Instruction: Could you quote the items below word for word, starting at the line that contains "Query: white racing shoe" and ending at the final line of the items?

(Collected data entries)
- - - -

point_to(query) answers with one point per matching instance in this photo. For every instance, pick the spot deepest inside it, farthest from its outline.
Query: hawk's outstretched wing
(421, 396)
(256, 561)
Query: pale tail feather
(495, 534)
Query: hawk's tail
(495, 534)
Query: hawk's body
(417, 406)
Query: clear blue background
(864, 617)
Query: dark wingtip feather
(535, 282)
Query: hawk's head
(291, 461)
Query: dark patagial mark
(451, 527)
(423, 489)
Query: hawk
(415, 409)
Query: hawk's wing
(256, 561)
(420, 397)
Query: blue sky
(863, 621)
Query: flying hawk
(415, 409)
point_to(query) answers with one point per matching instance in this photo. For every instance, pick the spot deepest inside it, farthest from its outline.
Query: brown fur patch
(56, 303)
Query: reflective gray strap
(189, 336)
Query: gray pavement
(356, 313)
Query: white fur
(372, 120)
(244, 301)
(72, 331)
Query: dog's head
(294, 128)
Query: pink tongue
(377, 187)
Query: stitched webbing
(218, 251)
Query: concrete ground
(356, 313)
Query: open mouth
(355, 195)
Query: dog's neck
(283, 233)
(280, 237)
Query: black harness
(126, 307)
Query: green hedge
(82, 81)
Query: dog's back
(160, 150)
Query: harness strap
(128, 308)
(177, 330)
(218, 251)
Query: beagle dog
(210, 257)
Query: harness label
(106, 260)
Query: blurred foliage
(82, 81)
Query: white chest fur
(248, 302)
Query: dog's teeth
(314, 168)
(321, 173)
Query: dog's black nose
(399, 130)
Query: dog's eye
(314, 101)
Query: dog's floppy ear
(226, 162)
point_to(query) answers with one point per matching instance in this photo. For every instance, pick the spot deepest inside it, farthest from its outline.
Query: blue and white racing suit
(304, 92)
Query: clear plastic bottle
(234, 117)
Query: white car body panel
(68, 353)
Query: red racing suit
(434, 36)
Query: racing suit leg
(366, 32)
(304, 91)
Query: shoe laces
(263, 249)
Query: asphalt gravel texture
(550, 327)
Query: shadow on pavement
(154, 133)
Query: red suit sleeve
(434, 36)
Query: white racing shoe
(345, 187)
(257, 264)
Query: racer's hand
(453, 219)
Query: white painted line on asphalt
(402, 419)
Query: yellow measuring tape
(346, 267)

- - - -

Answer in full:
Query: white racing shoe
(345, 187)
(257, 264)
Query: racer's hand
(453, 219)
Query: white painted line on asphalt
(402, 419)
Query: yellow measuring tape
(346, 267)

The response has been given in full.